Extrait proposé

Alors elles font leur possible pour agrémenter les rares informations qu’elles obtiennent de quelques reportages à la frontière ou auprès des forces de l’Alliance du Nord. Mais comme la guerre dure, le filon s’épuise et l’audience menace de baisser... Heureusement, d’autres faits divers viennent à la rescousse : une fusillade à Tours, la mort accidentelle d’une championne de ski, une catastrophe dans un tunnel... Installés dans l’évidence d’une juste guerre et affligés par la banalité des bombardements, le journalisme audimateux est obligé de distraire les téléspectateurs par des faits divers spectaculaires, au risque, parfaitement assumé, de transformer la guerre elle-même en un concentré de faits divers.

Un exemple parmi d’autres. Lundi 29 octobre, journal de 20 h sur TF1. Présentation Jean-Claude Narcy. Pour ouvrir le journal, deux faits divers. La fusillade de Tours nous vaut 6 mn 20 d’informations sur « un scénario aussi dramatique qu’inhabituel », comme le dit une journaliste. Récits des faits, témoignages, sujet sur la détention des armes à feu, reportage sur l’auteur de la fusillade. Le simulacre de l’exhaustivité au service d’un fait divers. L’accident du tunnel du Gothard nous vaut 6 mn d’informations qui en enchaînent un « sujet » sur l’accident, un « sujet » sur l’ouverture du tunnel du Mont-Blanc, un « sujet » sur un autre tunnel. D’où il ressort, une deuxième fois, que la sécurité des personnes, décidément, n’est pas assurée. Enfin, vient la guerre. Ce qui nous vaut le bric-à-brac suivant : la mobilisation des « islamistes » au Pakistan (2mn40), les funérailles des chrétiens massacrés la veille, un reportage sur la communauté chrétienne de Josesabad (2mn 20), un très joli document de la Marine Nationale (1mn) et, « pour en revenir à la stratégie américaine » comme dit Jean-Claude Narcy, un « sujet » sur les erreurs de tirs et les risques d’enlisement. Et, pour en finir avec la guerre, des images, datées du 18 octobre, dont l’origine est incertaine, mais qui nous assure-t-on, nous montrent où pourraient se cacher les taliban. Qu’est-ce qui ressort de ce patchwork ? Presque rien qui puisse s’énoncer précisément. Quant au conflit israélo-palestinien, il est expédié en une phrase, avant que commence le récit sur l’accident de Régine Cavagnoud, dont la mort nous vaudra, les 30 et 31 octobre, plus de 10 minutes d’ « informations » au début des JT de TF1 : un déluge d’émotion qui rend futiles les informations sur la guerre ?

Telle est la loi du petit écran : le comble de la désinformation, ce sont - mensonges et trucages mis à part - les informations lacunaires agrémentées d’explications fragmentaires, qui épousent l’évidence de la " juste guerre " et... le " rythme de l’actualité ".

Bref, la télévision ne se départit pas du rôle de narrateur et d’illustrateur complaisant.

Problèmes à résoudre
**a)** Relevez tous les faits divers que le premier paragraphe du texte sur la télévision et la guerre présente comme venant « à la rescousse ».
**b)** Recopiez le texte sur la télévision et la guerre depuis « Telle est la » jusqu'à « et d’illustrateur complaisant. » inclus.
Les lignes qui suivent n'ont aucun lien avec le texte.

Lignes extraites
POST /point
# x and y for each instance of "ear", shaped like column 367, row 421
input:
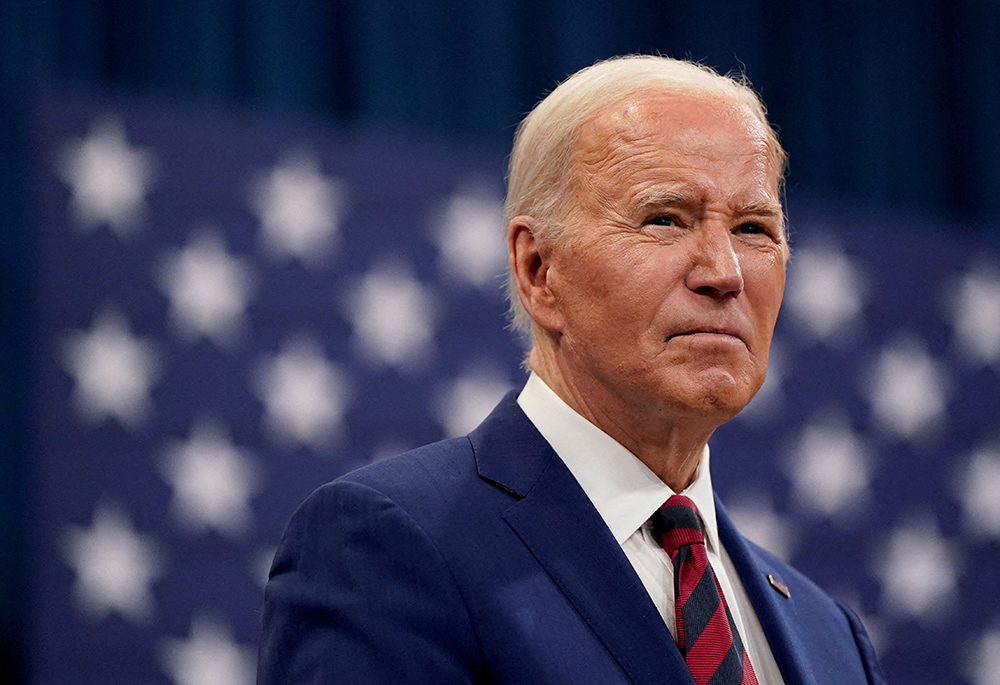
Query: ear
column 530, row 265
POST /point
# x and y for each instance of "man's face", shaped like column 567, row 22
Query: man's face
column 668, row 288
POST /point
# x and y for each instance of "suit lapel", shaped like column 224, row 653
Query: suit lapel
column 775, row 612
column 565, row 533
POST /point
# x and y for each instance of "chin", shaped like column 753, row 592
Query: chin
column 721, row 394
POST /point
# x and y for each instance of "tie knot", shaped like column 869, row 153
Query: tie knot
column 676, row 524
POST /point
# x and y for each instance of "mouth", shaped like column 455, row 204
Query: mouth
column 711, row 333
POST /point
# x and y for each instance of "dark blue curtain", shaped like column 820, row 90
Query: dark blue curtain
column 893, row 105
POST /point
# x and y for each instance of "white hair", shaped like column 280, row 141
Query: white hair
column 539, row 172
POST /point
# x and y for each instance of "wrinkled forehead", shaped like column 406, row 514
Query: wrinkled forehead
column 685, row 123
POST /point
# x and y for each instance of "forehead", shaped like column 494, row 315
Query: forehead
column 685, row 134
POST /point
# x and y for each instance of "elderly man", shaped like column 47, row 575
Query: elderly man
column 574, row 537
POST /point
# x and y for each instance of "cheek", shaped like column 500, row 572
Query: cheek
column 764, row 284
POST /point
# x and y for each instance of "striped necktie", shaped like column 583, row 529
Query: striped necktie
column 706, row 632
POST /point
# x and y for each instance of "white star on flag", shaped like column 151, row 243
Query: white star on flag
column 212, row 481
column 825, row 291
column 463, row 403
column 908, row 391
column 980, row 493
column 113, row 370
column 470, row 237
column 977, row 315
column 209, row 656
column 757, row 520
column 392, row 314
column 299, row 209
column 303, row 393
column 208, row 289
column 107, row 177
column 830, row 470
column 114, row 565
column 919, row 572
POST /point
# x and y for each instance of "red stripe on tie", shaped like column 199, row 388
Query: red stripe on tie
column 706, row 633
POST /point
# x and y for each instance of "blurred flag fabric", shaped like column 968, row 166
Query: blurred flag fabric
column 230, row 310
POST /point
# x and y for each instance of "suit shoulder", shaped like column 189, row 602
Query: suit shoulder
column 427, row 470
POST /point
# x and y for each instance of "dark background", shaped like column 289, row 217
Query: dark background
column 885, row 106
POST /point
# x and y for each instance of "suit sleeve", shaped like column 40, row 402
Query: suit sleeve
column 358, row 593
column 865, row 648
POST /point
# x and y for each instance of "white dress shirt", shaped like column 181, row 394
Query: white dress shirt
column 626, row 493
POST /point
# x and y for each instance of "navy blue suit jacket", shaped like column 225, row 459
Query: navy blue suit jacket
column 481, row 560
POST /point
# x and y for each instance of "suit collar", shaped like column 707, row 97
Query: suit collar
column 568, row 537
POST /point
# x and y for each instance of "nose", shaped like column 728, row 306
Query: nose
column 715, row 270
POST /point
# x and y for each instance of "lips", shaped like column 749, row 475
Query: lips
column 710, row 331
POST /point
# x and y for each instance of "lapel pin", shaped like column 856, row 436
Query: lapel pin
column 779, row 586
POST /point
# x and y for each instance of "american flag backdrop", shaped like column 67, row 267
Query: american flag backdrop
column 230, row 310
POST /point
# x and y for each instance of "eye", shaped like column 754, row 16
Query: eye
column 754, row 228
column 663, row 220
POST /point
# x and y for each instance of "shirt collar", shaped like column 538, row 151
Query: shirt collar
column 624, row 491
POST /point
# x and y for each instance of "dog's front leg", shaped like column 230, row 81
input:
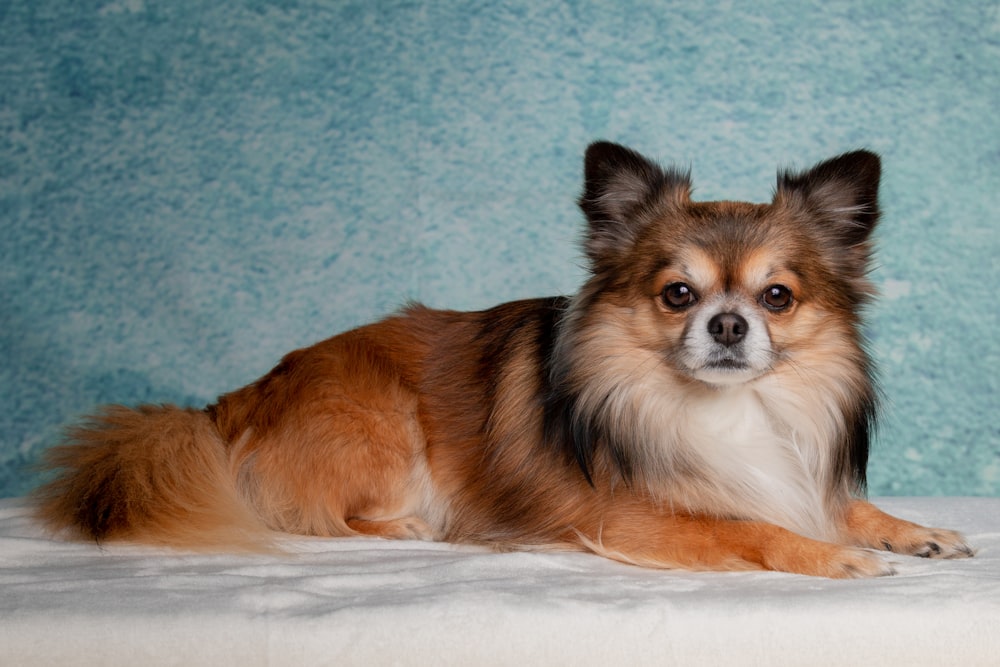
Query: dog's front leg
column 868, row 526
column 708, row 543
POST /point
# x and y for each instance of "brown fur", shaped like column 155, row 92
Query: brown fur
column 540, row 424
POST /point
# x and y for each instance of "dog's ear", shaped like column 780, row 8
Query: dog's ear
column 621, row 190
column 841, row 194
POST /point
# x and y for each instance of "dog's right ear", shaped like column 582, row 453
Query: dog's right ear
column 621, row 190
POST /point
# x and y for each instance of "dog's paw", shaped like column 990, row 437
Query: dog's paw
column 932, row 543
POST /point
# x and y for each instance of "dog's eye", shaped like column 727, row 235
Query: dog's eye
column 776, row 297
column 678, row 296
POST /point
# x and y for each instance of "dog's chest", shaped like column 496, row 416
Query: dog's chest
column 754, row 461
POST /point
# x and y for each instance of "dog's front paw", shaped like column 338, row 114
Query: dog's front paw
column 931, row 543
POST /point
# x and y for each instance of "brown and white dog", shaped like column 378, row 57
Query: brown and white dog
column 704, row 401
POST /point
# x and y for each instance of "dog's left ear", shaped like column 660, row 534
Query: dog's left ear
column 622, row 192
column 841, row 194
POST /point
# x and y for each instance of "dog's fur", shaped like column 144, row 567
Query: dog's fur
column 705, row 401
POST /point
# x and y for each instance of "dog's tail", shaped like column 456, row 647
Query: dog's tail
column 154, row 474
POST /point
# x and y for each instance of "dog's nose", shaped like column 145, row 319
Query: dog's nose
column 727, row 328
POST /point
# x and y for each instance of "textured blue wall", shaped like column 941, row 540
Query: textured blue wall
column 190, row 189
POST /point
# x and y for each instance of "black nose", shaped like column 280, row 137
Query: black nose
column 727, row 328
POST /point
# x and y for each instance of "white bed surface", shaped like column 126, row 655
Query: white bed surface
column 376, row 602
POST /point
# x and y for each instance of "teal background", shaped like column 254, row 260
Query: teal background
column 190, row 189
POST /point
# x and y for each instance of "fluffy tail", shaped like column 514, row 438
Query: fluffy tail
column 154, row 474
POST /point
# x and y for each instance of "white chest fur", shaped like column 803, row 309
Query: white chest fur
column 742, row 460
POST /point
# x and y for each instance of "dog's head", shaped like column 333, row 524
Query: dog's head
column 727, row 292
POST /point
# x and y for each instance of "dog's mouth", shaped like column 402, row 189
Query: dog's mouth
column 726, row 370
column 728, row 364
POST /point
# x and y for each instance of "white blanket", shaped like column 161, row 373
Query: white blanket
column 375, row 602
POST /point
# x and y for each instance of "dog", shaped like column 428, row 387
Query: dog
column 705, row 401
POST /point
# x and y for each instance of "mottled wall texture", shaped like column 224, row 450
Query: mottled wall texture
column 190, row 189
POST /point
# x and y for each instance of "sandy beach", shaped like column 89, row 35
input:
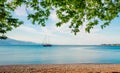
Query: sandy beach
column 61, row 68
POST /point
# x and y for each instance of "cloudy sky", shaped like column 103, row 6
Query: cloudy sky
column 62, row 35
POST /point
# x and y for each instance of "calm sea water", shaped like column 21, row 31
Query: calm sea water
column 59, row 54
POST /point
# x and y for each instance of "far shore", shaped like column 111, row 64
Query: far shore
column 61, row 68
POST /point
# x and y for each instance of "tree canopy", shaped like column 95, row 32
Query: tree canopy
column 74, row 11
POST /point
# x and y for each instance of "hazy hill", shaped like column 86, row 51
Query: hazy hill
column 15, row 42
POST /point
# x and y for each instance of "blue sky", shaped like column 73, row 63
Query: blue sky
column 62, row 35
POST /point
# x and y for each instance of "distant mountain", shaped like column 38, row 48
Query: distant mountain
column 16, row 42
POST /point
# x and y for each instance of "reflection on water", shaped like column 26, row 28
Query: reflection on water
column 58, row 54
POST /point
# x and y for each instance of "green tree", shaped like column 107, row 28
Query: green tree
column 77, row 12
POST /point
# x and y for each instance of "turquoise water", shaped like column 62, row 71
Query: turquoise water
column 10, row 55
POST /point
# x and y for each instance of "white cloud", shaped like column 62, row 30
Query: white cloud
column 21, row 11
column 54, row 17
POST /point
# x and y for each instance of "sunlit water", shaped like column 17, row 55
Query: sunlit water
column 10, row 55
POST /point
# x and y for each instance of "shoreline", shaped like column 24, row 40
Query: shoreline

...

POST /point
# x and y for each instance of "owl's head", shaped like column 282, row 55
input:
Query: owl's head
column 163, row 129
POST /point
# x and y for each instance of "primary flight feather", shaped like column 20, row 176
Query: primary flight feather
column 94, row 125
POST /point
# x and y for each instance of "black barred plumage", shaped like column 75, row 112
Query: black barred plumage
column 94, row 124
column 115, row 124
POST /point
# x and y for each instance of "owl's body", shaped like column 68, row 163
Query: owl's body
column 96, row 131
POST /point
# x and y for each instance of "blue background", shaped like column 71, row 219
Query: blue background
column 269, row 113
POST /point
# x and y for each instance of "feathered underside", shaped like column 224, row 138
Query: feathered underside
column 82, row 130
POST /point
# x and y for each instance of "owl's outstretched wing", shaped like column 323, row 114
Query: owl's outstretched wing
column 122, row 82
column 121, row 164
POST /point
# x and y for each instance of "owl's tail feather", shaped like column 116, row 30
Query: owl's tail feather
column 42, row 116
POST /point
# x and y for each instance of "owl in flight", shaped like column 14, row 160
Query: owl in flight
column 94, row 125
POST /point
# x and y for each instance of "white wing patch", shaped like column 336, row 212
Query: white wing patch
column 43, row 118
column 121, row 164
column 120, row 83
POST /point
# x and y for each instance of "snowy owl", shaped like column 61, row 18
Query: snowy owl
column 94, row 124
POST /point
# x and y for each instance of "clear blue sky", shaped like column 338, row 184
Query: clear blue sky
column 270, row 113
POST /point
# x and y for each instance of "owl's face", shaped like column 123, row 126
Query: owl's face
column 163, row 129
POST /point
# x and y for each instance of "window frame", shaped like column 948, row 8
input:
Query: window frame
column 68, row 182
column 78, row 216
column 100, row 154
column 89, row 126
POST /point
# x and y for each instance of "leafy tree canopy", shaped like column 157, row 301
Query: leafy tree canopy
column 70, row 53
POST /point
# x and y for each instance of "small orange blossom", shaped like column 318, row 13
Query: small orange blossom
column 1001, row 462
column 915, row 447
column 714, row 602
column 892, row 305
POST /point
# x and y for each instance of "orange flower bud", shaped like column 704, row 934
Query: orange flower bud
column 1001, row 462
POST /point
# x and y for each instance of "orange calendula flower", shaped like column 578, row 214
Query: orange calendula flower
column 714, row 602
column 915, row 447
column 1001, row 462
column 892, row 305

Résultats de l'exercice
**a)**
- une fusillade à Tours
- la mort accidentelle d'une championne de ski
- une catastrophe dans un tunnel

**b)**
Telle est la loi du petit écran : le comble de la désinformation, ce sont - mensonges et trucages mis à part - les informations lacunaires agrémentées d’explications fragmentaires, qui épousent l’évidence de la " juste guerre " et... le " rythme de l’actualité ".

Bref, la télévision ne se départit pas du rôle de narrateur et d’illustrateur complaisant.